[Start of Attachment]

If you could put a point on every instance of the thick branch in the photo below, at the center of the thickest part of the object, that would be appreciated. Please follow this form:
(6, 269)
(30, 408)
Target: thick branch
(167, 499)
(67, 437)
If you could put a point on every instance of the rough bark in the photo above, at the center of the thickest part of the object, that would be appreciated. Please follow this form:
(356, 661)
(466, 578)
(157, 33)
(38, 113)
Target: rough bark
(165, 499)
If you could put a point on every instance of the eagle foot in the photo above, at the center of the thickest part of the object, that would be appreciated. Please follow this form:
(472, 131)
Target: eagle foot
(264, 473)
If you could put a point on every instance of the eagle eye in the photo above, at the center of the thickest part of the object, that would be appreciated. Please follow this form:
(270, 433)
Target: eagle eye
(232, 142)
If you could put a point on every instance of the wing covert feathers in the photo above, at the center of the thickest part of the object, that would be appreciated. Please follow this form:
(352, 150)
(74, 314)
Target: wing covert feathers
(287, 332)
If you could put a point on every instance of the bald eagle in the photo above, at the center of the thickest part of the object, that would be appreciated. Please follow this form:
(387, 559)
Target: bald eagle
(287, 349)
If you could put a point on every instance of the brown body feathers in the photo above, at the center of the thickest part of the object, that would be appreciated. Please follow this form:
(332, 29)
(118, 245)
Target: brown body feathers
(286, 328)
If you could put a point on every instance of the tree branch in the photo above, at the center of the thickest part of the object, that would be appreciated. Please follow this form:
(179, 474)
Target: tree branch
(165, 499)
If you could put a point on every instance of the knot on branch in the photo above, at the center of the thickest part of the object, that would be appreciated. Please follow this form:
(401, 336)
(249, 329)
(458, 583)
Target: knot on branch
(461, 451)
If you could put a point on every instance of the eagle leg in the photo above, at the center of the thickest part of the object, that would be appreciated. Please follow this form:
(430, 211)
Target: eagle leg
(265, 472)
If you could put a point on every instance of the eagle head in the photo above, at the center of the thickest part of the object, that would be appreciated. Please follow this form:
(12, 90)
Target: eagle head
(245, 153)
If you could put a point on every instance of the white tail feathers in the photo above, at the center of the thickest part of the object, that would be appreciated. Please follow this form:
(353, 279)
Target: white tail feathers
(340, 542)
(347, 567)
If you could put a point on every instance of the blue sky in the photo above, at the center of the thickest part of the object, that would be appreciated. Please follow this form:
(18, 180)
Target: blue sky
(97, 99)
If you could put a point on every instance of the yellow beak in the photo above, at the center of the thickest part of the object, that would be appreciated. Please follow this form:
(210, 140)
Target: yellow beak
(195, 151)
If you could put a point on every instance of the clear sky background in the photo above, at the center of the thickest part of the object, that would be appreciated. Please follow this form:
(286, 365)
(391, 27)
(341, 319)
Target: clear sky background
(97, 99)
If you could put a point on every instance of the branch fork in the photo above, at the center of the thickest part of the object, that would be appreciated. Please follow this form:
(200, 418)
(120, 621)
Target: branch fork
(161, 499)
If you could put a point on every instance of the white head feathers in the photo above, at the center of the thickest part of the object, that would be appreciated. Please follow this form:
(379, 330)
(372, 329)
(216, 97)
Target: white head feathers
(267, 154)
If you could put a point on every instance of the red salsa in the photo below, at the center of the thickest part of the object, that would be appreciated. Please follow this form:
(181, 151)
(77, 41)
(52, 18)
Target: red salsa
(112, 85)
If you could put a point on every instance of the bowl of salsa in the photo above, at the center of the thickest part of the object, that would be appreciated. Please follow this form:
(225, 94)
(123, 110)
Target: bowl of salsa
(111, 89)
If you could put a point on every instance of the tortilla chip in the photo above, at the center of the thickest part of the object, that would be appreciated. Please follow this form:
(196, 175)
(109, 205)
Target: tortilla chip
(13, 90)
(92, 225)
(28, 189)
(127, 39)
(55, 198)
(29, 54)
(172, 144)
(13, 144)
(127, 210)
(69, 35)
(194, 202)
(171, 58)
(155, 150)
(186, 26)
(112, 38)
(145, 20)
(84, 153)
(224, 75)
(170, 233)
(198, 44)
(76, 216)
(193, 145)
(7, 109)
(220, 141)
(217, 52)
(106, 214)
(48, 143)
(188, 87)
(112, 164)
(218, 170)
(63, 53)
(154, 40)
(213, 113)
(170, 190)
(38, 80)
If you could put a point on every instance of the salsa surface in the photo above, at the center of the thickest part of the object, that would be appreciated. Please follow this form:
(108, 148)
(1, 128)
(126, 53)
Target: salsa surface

[End of Attachment]

• [WHAT IS BEING ASKED]
Among the lines of the material, some contain the string "surface". State how many, and nothing more.

• [EXERCISE SOLUTION]
2